==== Source records ====
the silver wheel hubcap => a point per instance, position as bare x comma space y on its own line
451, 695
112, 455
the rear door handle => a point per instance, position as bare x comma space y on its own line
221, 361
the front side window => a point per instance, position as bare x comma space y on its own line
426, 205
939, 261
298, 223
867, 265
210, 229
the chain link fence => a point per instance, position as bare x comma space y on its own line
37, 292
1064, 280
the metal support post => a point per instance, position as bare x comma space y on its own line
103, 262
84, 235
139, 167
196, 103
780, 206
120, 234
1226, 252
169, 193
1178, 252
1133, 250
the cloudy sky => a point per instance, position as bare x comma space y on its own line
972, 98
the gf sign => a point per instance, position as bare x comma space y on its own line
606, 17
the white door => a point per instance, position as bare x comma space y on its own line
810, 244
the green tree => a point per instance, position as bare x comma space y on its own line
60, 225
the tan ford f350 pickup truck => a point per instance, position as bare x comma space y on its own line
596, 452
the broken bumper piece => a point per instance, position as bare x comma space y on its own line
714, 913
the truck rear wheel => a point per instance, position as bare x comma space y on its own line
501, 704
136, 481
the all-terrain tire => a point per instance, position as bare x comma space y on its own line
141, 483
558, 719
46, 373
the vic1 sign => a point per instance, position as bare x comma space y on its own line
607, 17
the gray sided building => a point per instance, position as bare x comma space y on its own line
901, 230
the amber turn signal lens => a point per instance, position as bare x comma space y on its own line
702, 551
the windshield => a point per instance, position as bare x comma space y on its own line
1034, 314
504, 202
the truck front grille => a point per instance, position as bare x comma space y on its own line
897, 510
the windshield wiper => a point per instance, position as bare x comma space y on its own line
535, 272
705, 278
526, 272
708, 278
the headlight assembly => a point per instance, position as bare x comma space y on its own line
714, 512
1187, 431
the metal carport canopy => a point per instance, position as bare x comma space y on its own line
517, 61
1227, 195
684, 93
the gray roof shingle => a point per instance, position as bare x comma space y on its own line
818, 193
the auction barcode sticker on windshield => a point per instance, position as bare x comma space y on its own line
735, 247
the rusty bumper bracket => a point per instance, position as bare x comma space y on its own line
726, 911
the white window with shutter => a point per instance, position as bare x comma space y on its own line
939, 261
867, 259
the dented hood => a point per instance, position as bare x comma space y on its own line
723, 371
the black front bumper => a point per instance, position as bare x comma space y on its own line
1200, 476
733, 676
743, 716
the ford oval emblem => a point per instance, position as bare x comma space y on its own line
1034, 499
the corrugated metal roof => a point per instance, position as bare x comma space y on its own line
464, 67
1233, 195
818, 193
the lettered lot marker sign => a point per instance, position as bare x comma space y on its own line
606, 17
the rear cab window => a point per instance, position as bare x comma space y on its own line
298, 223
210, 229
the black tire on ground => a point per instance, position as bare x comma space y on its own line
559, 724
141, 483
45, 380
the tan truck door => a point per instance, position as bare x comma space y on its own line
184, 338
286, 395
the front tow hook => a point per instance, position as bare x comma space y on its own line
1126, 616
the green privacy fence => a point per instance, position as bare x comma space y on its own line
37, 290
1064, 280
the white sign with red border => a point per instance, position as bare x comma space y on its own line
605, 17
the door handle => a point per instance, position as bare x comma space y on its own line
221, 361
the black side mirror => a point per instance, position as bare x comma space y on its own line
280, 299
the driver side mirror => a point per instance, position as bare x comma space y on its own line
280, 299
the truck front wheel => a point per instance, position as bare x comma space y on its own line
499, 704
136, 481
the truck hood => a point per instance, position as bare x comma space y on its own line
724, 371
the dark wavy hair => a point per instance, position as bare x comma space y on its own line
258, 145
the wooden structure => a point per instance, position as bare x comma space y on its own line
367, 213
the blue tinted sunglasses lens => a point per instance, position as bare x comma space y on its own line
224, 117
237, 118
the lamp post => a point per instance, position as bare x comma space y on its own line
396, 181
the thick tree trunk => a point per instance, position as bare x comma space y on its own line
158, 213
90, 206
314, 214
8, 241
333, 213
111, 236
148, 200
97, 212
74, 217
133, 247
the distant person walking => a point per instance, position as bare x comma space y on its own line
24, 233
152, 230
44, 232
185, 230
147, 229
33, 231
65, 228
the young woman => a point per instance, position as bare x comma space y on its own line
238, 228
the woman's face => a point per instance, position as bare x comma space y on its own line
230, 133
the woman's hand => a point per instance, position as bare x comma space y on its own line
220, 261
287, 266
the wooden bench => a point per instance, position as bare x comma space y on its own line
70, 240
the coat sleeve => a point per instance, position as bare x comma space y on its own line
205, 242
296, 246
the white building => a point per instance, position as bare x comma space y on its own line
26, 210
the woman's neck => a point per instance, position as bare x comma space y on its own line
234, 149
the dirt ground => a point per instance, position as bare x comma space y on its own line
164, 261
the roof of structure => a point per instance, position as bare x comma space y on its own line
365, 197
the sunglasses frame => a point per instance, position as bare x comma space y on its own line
====
[Problem to solve] Take the line with "the coat sleeve" and all lines after it to the last line, and reproduce them exactly.

[The solution]
the coat sleeve => a point per instance, position as bare x comma space y on its own line
205, 242
296, 246
the white building => a point per instance, position as bare x comma space y on its own line
26, 210
the woman's neck => a point per instance, position as bare x comma space y on its own line
234, 149
the dirt ground => a point per instance, position as bare x comma space y on its own line
164, 261
the roof of structure => a point per instance, position as bare x comma space y on its own line
365, 197
the sunglasses frame => a point per instance, position as bare x comma space y on its own line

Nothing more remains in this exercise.